=== Aufgabenstellung ===
Kannst du sämtliche Einträge unten wörtlich zitieren und dabei die Bilder weglassen?

=== Zeilen aus einem Segmentierungsdatensatz ===
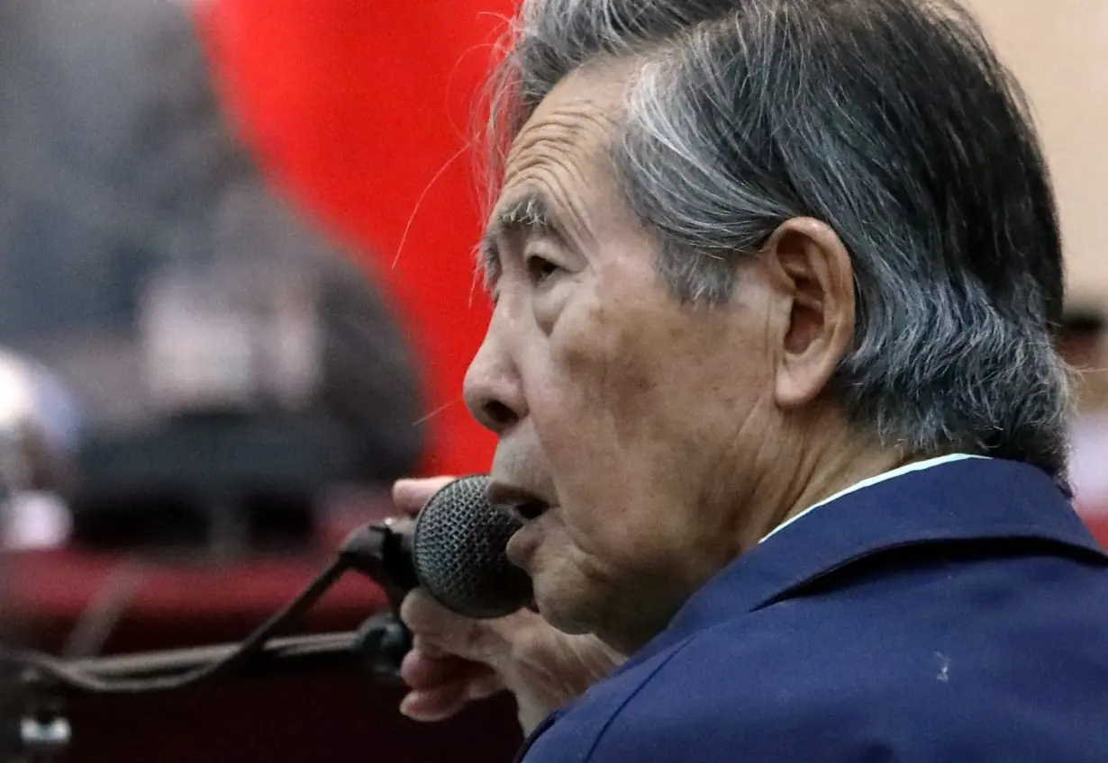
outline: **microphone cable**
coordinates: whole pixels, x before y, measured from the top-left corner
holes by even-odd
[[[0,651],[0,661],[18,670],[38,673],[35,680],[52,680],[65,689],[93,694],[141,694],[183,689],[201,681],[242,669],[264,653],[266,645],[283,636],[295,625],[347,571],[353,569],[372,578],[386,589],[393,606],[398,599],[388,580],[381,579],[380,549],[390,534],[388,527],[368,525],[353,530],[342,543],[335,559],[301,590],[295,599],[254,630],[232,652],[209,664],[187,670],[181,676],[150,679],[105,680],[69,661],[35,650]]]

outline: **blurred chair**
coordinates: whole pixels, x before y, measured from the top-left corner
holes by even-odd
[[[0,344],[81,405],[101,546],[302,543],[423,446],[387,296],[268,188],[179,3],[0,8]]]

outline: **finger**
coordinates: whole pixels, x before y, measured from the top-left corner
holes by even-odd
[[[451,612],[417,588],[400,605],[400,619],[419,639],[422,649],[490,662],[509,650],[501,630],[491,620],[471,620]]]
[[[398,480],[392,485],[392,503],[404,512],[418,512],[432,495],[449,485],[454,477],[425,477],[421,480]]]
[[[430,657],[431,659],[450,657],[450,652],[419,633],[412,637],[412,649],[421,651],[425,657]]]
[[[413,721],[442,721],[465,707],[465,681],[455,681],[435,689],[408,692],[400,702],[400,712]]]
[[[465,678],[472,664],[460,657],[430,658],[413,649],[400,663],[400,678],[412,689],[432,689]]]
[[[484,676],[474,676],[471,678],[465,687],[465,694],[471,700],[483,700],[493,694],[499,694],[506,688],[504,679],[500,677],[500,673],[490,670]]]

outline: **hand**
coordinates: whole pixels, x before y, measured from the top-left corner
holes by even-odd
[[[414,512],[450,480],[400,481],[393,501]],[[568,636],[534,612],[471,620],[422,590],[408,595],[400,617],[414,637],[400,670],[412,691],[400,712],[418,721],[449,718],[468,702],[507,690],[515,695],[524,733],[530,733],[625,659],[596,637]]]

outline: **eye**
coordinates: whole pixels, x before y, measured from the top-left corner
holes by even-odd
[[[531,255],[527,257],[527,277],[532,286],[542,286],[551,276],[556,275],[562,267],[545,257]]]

=== Antwort zur Aufgabe ===
outline: **microphone cable**
coordinates: whole pixels, x before y, measured from the top-left corner
holes by even-odd
[[[0,651],[0,661],[18,670],[38,673],[35,680],[52,680],[65,689],[93,694],[141,694],[183,689],[201,681],[242,669],[264,653],[266,645],[283,636],[295,625],[347,571],[353,569],[372,578],[386,589],[393,606],[398,599],[388,580],[381,579],[380,549],[390,534],[388,527],[368,525],[353,530],[342,543],[335,559],[301,590],[295,599],[254,630],[232,652],[209,664],[187,670],[181,676],[150,679],[105,680],[69,661],[35,650]]]

outline: **blurred chair**
coordinates: whole pixels, x before y, measured from the top-left corner
holes by even-odd
[[[0,344],[81,405],[101,546],[302,543],[423,446],[387,296],[268,188],[179,3],[0,8]]]

outline: **finger**
coordinates: whole pixels, x before y, measured from the top-left corner
holes by even-odd
[[[451,612],[417,588],[400,605],[400,619],[419,639],[422,649],[490,662],[509,650],[501,630],[491,620],[471,620]]]
[[[398,480],[392,485],[392,503],[404,512],[418,512],[432,495],[449,485],[454,477],[425,477],[421,480]]]
[[[430,657],[431,659],[450,657],[450,652],[419,633],[412,637],[412,649],[421,651],[425,657]]]
[[[413,721],[442,721],[465,707],[465,681],[455,681],[435,689],[408,692],[400,702],[400,712]]]
[[[465,678],[472,664],[460,657],[430,658],[413,649],[400,663],[400,678],[412,689],[432,689]]]
[[[484,676],[474,676],[471,678],[465,687],[465,694],[471,700],[483,700],[493,694],[499,694],[506,688],[504,679],[500,677],[500,673],[490,670]]]

outline: **hand**
coordinates: whole pixels, x before y, measured from the top-left corner
holes by even-odd
[[[414,512],[450,480],[400,481],[393,501]],[[568,636],[534,612],[471,620],[422,590],[408,595],[400,617],[414,637],[400,670],[412,691],[400,712],[418,721],[449,718],[468,702],[507,690],[515,695],[524,733],[530,733],[625,659],[596,637]]]

outline: **eye**
coordinates: whole pixels, x before y, measured from the top-left corner
holes by even-odd
[[[531,255],[527,257],[527,277],[532,286],[542,286],[551,276],[556,275],[562,267],[545,257]]]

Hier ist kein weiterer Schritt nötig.